Restate the records underneath, keeping each one exactly the same.

+---+

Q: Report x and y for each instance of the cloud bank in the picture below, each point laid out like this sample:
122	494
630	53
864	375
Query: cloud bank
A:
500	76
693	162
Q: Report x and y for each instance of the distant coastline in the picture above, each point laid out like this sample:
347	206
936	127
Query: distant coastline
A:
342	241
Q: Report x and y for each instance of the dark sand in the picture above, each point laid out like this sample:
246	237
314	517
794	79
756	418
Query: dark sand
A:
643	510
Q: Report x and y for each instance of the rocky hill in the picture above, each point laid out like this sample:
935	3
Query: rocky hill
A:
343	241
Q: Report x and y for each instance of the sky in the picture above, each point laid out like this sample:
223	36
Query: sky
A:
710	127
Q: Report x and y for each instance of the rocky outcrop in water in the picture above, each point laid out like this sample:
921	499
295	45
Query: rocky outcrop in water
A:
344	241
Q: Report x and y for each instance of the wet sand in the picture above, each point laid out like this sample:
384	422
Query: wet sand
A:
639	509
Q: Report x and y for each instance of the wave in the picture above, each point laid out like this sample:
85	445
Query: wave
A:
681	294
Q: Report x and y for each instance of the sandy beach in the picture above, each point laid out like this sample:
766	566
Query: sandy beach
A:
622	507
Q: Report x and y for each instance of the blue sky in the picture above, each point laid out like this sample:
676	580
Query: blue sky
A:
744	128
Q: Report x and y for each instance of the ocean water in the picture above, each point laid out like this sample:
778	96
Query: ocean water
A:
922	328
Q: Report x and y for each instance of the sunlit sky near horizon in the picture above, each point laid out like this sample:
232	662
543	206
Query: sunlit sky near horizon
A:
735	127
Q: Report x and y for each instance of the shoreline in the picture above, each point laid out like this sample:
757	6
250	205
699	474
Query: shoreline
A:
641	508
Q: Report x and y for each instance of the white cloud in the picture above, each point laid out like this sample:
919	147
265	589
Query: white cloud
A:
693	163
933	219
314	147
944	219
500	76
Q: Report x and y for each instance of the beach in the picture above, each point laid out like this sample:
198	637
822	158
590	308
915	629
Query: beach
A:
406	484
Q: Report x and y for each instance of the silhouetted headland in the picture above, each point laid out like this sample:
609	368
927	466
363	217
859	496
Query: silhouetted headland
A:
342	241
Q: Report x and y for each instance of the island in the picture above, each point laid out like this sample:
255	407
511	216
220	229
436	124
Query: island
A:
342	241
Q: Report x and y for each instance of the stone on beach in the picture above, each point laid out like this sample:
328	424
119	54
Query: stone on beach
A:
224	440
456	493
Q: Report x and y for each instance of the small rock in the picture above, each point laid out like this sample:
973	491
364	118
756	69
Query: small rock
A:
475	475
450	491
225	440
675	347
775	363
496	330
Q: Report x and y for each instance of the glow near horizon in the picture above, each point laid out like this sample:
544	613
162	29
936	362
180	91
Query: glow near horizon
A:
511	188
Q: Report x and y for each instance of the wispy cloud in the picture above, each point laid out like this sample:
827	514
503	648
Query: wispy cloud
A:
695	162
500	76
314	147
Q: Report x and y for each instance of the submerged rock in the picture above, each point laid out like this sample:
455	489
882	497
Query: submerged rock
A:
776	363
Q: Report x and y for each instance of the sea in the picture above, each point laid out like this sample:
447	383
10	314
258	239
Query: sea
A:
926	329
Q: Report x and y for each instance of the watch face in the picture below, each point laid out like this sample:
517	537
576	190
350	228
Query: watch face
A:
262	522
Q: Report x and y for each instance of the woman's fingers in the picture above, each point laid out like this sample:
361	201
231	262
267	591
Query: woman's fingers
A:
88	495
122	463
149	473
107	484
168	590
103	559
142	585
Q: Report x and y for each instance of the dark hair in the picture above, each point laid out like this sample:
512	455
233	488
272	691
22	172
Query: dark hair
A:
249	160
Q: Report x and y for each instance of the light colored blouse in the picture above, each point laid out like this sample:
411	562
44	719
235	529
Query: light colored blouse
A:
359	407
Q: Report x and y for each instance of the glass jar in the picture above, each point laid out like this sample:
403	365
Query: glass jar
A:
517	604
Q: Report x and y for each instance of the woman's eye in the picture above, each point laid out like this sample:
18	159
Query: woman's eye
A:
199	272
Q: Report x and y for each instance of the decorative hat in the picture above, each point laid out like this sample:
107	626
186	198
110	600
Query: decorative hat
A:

+---+

RESPONSE AREA →
Q: Report x and y for each instance of the cloud bank in the picture below, each point laid out like this sample:
122	494
630	53
864	375
Query: cloud bank
A:
500	76
693	162
Q: Report x and y for each instance of the distant coastline in the picture above, each point laid out like this sample:
347	206
936	127
Query: distant coastline
A:
342	241
Q: Report x and y for each instance of the dark sand in the picture above, each point laid out like this sample:
246	237
314	517
794	79
756	418
Query: dark sand
A:
643	510
Q: Report x and y for each instance of the rocky hill in the picture above, each point laid out like this sample:
935	3
Query: rocky hill
A:
343	241
Q: Report x and y for each instance of the sky in the picture above, each point laid out like this sample:
223	36
Query: sky
A:
710	127
Q: Report x and y for each instance of the rocky outcrop in water in the picture above, each point laid out like this sample:
921	499
295	45
Query: rocky outcrop in water
A:
344	241
Q: Report x and y for each instance of the wet sand in the picture above, each point laid out like this sample:
384	422
Query: wet sand
A:
639	509
Q: Report x and y for each instance of the wave in the picture above, each point laid out like this sample:
85	445
Query: wave
A:
681	294
Q: Report x and y for each instance of the sandy beach in the picture above, each point laid out like this sample:
766	566
Query: sandy beach
A:
622	507
Q: Report x and y for each instance of the blue sky in the picture above, each point laid out like this sample:
676	580
Query: blue sky
A:
744	128
Q: Report x and y for each instance of the ocean water in the picture above, each point laid out like this sample:
778	96
Query: ocean water
A:
922	328
Q: Report x and y for each instance of the sunlit sky near horizon in the picture above, each point laid out like this sample:
232	662
543	206
Query: sunlit sky near horizon
A:
735	127
Q: Report x and y for each instance of the shoreline in the picture above, each point laid out like this sample:
757	6
250	205
699	474
Query: shoreline
A:
641	508
Q: Report x and y for each instance of the white cloud in the picture above, each point laid out like this sample:
919	147
265	589
Query: white cloud
A:
693	163
933	219
314	147
944	219
500	76
Q: Report x and y for each instance of the beach in the picture above, each point laid out like this sample:
198	637
822	158
590	308
915	629
Query: beach
A:
406	484
Q: Report x and y for each instance of the silhouetted headland in the picture above, each point laid out like this sample:
609	368
927	466
363	217
859	496
Query: silhouetted headland
A:
342	241
Q: Report x and y for each instance of the island in the picture above, each point laid out like this sample:
255	407
511	216
220	229
436	124
Query: island
A:
342	241
Q: Report x and y for each instance of the stone on beach in the picture above, each point laid out like this sample:
328	424
119	54
Query: stone on beach
A:
224	440
456	493
Q: Report x and y for each instance of the small rock in the picture above, each point laid out like this sample:
973	491
364	118
756	69
Query: small rock
A:
475	475
450	491
225	440
675	347
775	363
496	330
Q: Report x and y for each instance of the glow near horizon in the picture above, each point laid out like this sample:
544	613
162	29
936	362
180	91
Query: glow near horizon
A:
511	188
Q: Report x and y for each instance of the wispy cloud in the picture above, each point laid out like this sample:
827	514
503	648
Query: wispy cloud
A:
695	162
500	76
314	147
Q: Report x and y for each instance of the submerged rock in the picture above, each point laid out like this sample:
455	489
882	497
Query: submerged rock
A:
776	363
Q: Report x and y for each instance of the sea in the picture above, each point laid out like this sample:
447	383
10	314
258	239
Query: sea
A:
926	329
Q: Report x and y for each instance of the watch face in the picture below, each point laid out like this sample:
517	537
576	190
350	228
Query: watch face
A:
262	522
Q: Report x and y for each instance of the woman's fingers in the picture above, each point laid out like this sample:
361	201
231	262
267	591
Query: woman's fingers
A:
88	495
122	463
149	473
107	484
168	590
103	559
142	585
Q: Report x and y for each instance of the dark hair in the picture above, each point laid out like this sample:
512	455
233	488
272	691
22	172
Query: dark hair
A:
249	160
Q: Report x and y for each instance of the light colored blouse in the picture above, each point laid out like this sample:
411	562
44	719
235	529
Query: light colored blouse
A:
359	407
Q: Report x and y for each instance of the glass jar in the picture above, each point laid out like this sample:
403	365
Query: glass jar
A:
517	604
Q: Report x and y for each instance of the woman's eye in the picture above, each point laid out like this sample:
18	159
Query: woman's eye
A:
199	272
Q: Report x and y for each instance of the decorative hat in the picture above, each point laid out like this sample:
107	626
186	198
110	600
Query: decorative hat
A:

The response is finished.